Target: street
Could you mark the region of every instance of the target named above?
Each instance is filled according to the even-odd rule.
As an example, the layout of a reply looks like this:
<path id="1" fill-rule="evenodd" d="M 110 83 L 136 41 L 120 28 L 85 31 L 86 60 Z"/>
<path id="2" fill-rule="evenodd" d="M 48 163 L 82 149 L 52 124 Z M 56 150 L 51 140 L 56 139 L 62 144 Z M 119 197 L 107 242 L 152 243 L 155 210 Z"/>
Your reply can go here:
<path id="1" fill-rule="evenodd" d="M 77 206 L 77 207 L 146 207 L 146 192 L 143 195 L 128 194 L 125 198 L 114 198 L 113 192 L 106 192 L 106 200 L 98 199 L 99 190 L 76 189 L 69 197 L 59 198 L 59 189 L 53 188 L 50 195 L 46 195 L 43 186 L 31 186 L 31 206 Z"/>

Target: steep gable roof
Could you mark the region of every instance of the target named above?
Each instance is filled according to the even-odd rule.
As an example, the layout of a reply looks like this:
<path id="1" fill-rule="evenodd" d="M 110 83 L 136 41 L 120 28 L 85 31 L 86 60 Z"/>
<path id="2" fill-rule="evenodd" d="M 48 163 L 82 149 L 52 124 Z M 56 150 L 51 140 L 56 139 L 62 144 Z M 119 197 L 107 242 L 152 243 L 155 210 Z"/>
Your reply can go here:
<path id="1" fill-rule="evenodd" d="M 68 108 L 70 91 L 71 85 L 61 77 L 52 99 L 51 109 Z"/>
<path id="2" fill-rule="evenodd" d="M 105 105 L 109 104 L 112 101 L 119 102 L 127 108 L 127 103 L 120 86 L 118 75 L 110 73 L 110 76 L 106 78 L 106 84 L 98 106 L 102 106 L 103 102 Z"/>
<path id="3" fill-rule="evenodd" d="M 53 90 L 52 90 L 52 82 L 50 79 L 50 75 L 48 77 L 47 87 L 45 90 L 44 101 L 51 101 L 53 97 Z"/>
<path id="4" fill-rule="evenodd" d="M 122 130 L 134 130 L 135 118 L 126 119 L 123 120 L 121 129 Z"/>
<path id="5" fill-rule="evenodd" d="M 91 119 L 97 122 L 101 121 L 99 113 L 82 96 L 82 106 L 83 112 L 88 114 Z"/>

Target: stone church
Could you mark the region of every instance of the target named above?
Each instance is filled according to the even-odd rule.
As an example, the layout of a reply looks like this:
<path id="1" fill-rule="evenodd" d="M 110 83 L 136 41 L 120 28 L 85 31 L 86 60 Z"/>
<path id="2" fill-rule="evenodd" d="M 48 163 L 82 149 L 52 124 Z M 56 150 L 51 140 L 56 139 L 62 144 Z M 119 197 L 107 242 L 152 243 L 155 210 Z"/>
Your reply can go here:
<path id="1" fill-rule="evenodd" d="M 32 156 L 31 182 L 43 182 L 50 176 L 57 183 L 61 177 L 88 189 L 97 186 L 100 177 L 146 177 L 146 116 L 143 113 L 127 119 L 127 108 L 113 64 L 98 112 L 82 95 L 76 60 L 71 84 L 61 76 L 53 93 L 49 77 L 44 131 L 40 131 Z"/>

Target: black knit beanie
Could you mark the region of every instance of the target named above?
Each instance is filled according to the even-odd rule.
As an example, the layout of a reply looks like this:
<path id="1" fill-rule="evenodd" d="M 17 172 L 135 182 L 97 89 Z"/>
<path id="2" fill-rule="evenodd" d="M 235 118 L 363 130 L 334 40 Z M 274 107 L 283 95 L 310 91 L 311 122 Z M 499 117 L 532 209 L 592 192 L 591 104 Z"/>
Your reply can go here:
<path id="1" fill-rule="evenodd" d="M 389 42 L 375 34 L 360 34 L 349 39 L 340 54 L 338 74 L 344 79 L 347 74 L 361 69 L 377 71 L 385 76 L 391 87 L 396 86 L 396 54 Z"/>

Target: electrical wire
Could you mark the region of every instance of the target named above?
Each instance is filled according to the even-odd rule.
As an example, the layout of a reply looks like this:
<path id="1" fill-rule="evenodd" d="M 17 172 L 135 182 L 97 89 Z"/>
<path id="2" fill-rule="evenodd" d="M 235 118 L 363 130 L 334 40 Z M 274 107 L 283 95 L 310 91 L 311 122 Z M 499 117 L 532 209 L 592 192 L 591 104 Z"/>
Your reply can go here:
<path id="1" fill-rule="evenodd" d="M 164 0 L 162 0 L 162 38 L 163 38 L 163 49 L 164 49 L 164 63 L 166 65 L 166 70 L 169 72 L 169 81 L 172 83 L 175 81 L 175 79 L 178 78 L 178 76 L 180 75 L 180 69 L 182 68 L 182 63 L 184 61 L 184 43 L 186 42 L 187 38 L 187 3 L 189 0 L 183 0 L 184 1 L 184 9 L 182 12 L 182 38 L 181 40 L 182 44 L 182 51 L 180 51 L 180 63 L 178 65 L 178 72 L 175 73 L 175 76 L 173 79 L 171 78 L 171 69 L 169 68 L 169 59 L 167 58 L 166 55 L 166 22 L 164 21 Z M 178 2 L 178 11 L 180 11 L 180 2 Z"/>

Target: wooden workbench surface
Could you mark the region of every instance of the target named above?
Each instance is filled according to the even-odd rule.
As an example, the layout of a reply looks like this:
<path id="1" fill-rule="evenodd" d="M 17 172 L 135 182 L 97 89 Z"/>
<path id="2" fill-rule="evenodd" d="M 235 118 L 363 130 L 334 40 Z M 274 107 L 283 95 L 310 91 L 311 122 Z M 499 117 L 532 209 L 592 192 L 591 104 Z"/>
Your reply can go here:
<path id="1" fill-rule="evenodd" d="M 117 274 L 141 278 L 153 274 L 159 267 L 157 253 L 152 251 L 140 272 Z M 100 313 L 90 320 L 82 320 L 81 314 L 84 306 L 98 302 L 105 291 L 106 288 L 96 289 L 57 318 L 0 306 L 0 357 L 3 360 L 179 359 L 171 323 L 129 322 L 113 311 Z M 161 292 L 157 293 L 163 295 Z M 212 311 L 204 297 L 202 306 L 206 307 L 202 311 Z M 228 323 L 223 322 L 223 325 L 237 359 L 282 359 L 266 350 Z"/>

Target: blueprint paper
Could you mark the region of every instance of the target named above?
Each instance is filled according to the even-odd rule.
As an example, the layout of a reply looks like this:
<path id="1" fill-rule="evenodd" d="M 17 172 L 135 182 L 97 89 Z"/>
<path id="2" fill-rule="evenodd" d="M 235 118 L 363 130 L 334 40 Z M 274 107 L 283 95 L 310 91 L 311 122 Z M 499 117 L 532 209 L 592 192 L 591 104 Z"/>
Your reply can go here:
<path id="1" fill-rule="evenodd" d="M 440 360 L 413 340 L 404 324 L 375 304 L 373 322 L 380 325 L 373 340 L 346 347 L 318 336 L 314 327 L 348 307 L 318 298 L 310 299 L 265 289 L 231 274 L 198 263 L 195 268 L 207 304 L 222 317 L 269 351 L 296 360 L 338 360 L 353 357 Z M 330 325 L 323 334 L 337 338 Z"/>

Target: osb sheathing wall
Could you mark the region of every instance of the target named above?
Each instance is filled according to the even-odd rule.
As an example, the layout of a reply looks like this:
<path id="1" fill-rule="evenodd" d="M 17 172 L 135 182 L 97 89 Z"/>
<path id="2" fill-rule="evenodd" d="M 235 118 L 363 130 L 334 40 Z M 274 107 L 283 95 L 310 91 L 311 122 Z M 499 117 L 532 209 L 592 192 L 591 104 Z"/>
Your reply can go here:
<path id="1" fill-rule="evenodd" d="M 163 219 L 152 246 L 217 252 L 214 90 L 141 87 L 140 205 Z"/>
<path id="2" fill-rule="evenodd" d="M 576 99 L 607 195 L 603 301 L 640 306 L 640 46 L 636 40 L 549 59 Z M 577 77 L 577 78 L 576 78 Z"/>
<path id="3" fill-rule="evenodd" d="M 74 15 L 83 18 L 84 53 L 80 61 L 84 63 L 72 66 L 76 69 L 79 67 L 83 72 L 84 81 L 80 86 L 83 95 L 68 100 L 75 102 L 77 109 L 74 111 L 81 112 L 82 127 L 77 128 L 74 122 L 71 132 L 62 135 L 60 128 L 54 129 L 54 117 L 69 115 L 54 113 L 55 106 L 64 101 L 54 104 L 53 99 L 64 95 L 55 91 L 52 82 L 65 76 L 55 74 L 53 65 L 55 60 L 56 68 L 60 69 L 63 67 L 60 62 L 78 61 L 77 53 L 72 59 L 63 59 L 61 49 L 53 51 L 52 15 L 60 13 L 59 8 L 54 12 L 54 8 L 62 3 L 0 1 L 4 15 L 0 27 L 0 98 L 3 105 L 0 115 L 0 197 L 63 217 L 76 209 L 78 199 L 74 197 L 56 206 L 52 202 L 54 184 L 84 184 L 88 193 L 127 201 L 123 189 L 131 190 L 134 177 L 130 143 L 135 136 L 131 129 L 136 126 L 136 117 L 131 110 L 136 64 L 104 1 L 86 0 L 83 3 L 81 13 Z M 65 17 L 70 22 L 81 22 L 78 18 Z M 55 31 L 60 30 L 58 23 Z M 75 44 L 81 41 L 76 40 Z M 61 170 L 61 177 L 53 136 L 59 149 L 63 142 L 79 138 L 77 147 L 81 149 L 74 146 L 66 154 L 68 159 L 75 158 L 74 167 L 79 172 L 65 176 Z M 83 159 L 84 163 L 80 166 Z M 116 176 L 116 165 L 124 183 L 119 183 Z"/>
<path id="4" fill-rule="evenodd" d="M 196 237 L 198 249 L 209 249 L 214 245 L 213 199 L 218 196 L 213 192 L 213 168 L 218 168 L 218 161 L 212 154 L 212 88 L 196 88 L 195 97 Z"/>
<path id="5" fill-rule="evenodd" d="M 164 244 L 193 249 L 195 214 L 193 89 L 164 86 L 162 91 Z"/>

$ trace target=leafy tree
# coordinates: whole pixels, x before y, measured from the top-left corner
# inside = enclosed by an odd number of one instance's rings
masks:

══════

### [DIRECTIVE]
Transcribe the rows above, starting at the line that contains "trace target=leafy tree" and ending with the last line of the rows. Include both of those lines.

### [RESULT OF THIS EXERCISE]
$ trace target=leafy tree
# coordinates: whole pixels, x before y, measured from the top-left corner
# inside = enclosed by an odd number of one instance's rings
masks:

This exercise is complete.